### Work to be completed
Repeat the listing that comes next, leaving nothing out and changing nothing.

### Recorded data
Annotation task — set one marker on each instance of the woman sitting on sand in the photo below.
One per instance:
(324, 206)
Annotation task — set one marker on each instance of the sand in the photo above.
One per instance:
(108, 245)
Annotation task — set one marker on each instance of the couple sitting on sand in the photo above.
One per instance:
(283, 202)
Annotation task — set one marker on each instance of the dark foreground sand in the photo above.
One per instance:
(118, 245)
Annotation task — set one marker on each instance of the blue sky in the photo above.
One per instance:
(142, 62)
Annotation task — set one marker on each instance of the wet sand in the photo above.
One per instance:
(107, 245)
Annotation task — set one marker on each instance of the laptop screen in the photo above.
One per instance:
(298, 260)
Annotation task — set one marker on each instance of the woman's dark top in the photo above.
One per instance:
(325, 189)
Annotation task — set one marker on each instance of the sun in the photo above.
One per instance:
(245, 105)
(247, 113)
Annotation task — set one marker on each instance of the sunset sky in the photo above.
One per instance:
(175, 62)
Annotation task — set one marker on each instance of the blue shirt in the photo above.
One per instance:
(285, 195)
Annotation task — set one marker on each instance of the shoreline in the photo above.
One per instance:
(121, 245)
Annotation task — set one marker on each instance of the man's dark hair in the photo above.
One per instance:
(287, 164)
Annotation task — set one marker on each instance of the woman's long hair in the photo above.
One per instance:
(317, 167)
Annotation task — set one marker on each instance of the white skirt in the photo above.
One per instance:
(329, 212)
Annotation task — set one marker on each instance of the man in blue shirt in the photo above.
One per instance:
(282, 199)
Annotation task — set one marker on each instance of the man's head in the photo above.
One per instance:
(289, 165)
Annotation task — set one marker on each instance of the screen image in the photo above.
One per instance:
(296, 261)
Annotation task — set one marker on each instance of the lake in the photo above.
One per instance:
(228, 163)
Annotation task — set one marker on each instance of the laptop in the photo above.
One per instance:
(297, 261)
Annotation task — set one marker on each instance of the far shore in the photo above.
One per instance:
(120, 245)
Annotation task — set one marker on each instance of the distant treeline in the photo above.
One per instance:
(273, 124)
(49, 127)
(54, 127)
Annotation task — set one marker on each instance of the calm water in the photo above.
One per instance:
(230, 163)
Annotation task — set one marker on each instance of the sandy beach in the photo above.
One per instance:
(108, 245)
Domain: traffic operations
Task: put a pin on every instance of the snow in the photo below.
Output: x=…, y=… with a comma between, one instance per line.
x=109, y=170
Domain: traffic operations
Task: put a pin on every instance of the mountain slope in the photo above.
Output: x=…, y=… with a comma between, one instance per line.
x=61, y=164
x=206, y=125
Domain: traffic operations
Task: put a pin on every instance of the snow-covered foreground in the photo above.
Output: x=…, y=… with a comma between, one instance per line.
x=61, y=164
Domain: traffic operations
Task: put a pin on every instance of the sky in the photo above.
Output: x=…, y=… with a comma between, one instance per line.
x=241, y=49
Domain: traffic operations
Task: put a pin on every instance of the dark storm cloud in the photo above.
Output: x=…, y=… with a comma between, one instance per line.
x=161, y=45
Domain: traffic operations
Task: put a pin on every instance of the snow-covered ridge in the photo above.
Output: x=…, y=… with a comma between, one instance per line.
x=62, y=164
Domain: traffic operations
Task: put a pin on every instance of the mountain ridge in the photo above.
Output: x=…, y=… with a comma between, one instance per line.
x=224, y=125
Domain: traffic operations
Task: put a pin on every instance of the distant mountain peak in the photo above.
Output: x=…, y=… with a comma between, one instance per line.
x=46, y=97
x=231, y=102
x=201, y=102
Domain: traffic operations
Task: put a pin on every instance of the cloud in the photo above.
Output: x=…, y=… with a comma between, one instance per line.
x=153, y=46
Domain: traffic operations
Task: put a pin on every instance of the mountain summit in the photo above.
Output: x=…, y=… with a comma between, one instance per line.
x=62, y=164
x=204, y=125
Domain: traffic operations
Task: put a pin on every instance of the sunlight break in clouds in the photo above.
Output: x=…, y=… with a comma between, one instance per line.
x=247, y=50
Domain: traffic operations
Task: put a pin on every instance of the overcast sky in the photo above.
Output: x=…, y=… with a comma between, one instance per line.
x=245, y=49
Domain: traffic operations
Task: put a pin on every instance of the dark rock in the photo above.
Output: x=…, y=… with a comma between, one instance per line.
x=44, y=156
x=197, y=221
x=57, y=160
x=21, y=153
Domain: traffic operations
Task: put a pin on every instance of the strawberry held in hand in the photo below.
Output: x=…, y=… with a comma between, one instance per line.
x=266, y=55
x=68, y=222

### Answer
Annotation task — set one marker on each instance of the woman sitting on sand in the photo below.
One per instance:
(324, 206)
Annotation task — set one marker on each instance of the sand in the photo above.
One per instance:
(108, 245)
Annotation task — set one marker on each instance of the couple sitting on sand in the photo above.
One per instance:
(283, 202)
Annotation task — set one marker on each instance of the dark foreground sand in the photo above.
One per instance:
(118, 245)
Annotation task — set one marker on each instance of the blue sky in the photo above.
One per instance:
(142, 62)
Annotation task — set one marker on each instance of the wet sand in the photo above.
One per instance:
(107, 245)
Annotation task — set one marker on each instance of the laptop screen in the photo above.
One per instance:
(298, 260)
Annotation task — set one marker on each instance of the woman's dark top in the photo above.
One per instance:
(325, 189)
Annotation task — set one marker on each instance of the sun in the photo above.
One per instance:
(245, 105)
(247, 113)
Annotation task — set one marker on each instance of the sunset sky in the photo above.
One per instance:
(175, 62)
Annotation task — set one marker on each instance of the blue shirt in the photo above.
One per instance:
(285, 195)
Annotation task — set one marker on each instance of the shoreline in the photo above.
One per instance:
(121, 245)
Annotation task — set one marker on each instance of the man's dark hair in the photo above.
One per instance:
(287, 164)
Annotation task — set one marker on each instance of the woman's long hair in the photo above.
One per instance:
(317, 167)
Annotation task — set one marker on each instance of the white skirt in the photo above.
One per instance:
(329, 212)
Annotation task — set one marker on each instance of the man in blue shirt in the photo above.
One per instance:
(282, 199)
Annotation task — set one marker on each instance of the man's head in the photo above.
One per instance:
(289, 165)
Annotation task — set one marker on each instance of the screen image in the photo above.
One per instance:
(296, 261)
Annotation task — set one marker on each instance of the lake in the photo above.
One per instance:
(228, 163)
Annotation task — set one marker on each instance of the laptop in the photo above.
One per instance:
(297, 261)
Annotation task — set one marker on each instance of the far shore in the photo above.
One per instance:
(120, 245)
Annotation task — set one marker on each instance of the distant treeline in the photo above.
One per instance:
(273, 124)
(49, 127)
(54, 127)
Annotation task — set one marker on each instance of the calm water in the photo above.
One per instance:
(230, 163)
Annotation task — set one marker on each instance of the sandy beach in the photo above.
One per instance:
(108, 245)
Domain: traffic operations
Task: put a pin on every instance of the snow in the photo below.
Output: x=…, y=… with a comma between, one instance per line.
x=109, y=170
Domain: traffic operations
Task: put a pin on every instance of the mountain slope in the photo above.
Output: x=…, y=… with a comma between, one instance per line.
x=61, y=164
x=206, y=125
Domain: traffic operations
Task: put a pin on every instance of the snow-covered foreground in the photo above.
Output: x=…, y=… with a comma between, one instance per line.
x=61, y=164
Domain: traffic operations
Task: put a pin on every instance of the sky in the photo above.
Output: x=…, y=… with a comma between, one instance per line.
x=241, y=49
Domain: traffic operations
Task: put a pin on every instance of the dark storm cloud in the photo above.
Output: x=…, y=… with a comma between, one instance per line.
x=161, y=45
Domain: traffic operations
Task: put a pin on every instance of the snow-covered ridge in the photo above.
Output: x=…, y=… with a comma between, one instance per line.
x=62, y=164
Domain: traffic operations
Task: put a pin on every instance of the mountain ridge in the photo above.
Output: x=…, y=… with a comma between, one instance per line.
x=224, y=125
Domain: traffic operations
Task: put a pin on every instance of the distant mountain peak in the photo above.
Output: x=…, y=… with a comma between, one instance per line.
x=46, y=97
x=231, y=102
x=201, y=102
Domain: traffic operations
Task: put a pin on every instance of the cloud in the photo above.
Output: x=…, y=… with a comma between, one instance per line.
x=153, y=46
Domain: traffic operations
Task: put a pin on every instance of the mountain summit in the photo above.
Output: x=…, y=… with a comma between, one instance per line.
x=62, y=164
x=204, y=125
Domain: traffic operations
Task: put a pin on every instance of the sunlight break in clouds in the photo above.
Output: x=…, y=… with a comma between, one instance per line.
x=247, y=50
Domain: traffic operations
Task: put a pin on every instance of the overcast sky in the photo above.
Output: x=…, y=… with a comma between, one instance per line.
x=245, y=49
Domain: traffic operations
Task: put a pin on every instance of the dark rock in the photo above.
Output: x=…, y=… with a comma between, one instance per line.
x=44, y=156
x=197, y=221
x=57, y=160
x=21, y=153
Domain: traffic operations
Task: put a pin on every instance of the strawberry held in hand in the photo below.
Output: x=…, y=… with a comma between, one instance per line.
x=266, y=55
x=68, y=222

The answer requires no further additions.